▸ What the exercise asks:
Write out the data again in full, keeping every character the same.

━━━━━ Supplied information ━━━━━

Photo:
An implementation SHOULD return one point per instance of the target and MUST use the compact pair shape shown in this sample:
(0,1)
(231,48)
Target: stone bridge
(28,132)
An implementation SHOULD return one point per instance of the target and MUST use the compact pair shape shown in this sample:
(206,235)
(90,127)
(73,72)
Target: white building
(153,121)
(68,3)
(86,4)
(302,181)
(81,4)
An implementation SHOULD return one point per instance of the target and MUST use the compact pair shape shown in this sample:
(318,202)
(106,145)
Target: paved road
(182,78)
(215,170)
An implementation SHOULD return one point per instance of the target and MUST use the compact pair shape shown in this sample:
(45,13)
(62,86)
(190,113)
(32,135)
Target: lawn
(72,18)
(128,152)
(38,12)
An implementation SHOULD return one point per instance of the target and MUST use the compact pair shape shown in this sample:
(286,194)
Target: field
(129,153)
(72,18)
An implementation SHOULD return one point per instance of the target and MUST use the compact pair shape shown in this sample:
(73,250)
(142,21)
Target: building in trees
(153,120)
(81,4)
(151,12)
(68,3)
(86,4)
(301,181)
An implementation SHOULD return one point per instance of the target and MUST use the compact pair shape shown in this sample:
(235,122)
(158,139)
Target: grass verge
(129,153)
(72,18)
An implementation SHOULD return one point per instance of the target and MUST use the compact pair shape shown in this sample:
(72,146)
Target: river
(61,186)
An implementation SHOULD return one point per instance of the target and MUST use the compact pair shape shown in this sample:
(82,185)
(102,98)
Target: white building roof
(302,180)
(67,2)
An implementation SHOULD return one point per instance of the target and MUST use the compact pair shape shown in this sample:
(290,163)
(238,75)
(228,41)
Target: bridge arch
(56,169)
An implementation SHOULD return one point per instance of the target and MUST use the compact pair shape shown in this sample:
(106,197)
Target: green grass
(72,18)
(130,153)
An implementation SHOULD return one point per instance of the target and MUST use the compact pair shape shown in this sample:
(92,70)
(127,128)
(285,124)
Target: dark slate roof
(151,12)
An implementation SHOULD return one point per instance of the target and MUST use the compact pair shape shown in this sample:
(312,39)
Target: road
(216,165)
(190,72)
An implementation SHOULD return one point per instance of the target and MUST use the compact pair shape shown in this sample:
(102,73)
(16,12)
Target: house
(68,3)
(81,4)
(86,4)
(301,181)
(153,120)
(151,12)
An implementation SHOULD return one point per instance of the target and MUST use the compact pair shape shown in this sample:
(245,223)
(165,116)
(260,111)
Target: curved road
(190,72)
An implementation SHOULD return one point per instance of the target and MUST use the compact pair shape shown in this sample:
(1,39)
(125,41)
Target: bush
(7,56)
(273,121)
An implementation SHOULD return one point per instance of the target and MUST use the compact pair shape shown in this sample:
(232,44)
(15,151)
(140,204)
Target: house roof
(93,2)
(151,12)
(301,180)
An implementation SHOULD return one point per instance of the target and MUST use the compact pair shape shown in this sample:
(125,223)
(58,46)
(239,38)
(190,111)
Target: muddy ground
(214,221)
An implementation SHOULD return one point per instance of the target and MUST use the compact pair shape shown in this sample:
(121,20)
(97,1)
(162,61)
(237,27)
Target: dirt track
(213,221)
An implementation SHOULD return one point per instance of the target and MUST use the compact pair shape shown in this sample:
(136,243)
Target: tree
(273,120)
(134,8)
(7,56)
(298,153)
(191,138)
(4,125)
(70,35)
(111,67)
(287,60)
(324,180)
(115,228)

━━━━━

▸ Final answer:
Photo:
An implementation SHOULD return one point per instance of the target and MUST use the compact pair shape shown in this sample:
(0,1)
(231,48)
Target: stone bridge
(28,132)
An implementation SHOULD return one point per instance of the target and MUST use the compact pair shape shown in this sample:
(206,235)
(90,127)
(73,72)
Target: white building
(153,121)
(68,3)
(86,4)
(302,181)
(81,4)
An implementation SHOULD return one point per instance of the target and MUST use the compact pair shape shown in this sample:
(318,202)
(106,145)
Target: paved road
(182,78)
(215,170)
An implementation SHOULD return one point per instance of the target and MUST use the compact pair shape shown in this sample:
(45,13)
(62,86)
(190,113)
(32,135)
Target: lawn
(72,18)
(128,152)
(38,12)
An implementation SHOULD return one point per instance of the target and MUST use the compact pair shape shown in this sample:
(286,194)
Target: field
(129,153)
(72,18)
An implementation SHOULD return one point per instance of the target and MUST use the compact pair shape shown in this sample:
(73,250)
(142,21)
Target: building in trees
(153,120)
(81,4)
(151,12)
(68,3)
(86,4)
(301,181)
An implementation SHOULD return one point per instance of the target and MUST use the compact pair shape shown in this sample:
(235,122)
(158,139)
Target: grass verge
(129,153)
(72,18)
An implementation SHOULD return one point per instance of the target and MUST use the compact pair shape shown in this sample:
(72,146)
Target: river
(61,186)
An implementation SHOULD return one point per instance of the target and MUST use the compact pair shape shown in this sample:
(82,185)
(102,98)
Target: white building roof
(302,180)
(67,2)
An implementation SHOULD return one point per instance of the target and MUST use the compact pair shape shown in this sample:
(290,163)
(238,75)
(228,41)
Target: bridge arch
(56,169)
An implementation SHOULD return one point per instance of the target and MUST use the compact pair shape shown in this sample:
(106,197)
Target: green grass
(72,18)
(130,153)
An implementation SHOULD return one point per instance of the target and MUST use the compact pair shape shown in this sample:
(92,70)
(127,128)
(285,124)
Target: dark slate roof
(151,12)
An implementation SHOULD return one point per instance of the target and MUST use the compact pair shape shown in this sample:
(312,39)
Target: road
(216,165)
(190,72)
An implementation SHOULD return one point per instance of the target and MUST use the compact pair shape shown in this sample:
(102,73)
(16,12)
Target: house
(68,3)
(81,4)
(86,4)
(301,181)
(153,120)
(151,12)
An implementation SHOULD return one point per instance of the target and MUST use the compact pair shape shown in this sample:
(245,223)
(165,116)
(260,111)
Target: curved road
(190,72)
An implementation SHOULD return one point per instance of the target and MUST use the compact pair shape shown in this sample:
(1,39)
(125,41)
Target: bush
(7,56)
(273,121)
An implementation SHOULD return one point per instance of the target and MUST use the compact pair shape shown in this sample:
(232,44)
(15,151)
(140,204)
Target: house roof
(93,2)
(151,12)
(301,180)
An implementation SHOULD return one point per instance of the target and MUST use the compact pair shape shown in this sample:
(125,223)
(58,46)
(239,38)
(190,111)
Target: muddy ground
(214,221)
An implementation SHOULD return one point per instance of the target and MUST use the compact pair shape shown in this sample:
(121,20)
(97,1)
(162,61)
(237,27)
Target: dirt track
(213,221)
An implementation SHOULD return one point per instance of the target and MUST use the compact pair shape shown in this sample:
(136,243)
Target: tree
(273,120)
(134,8)
(7,56)
(298,153)
(191,138)
(4,125)
(70,35)
(111,67)
(287,60)
(324,180)
(115,228)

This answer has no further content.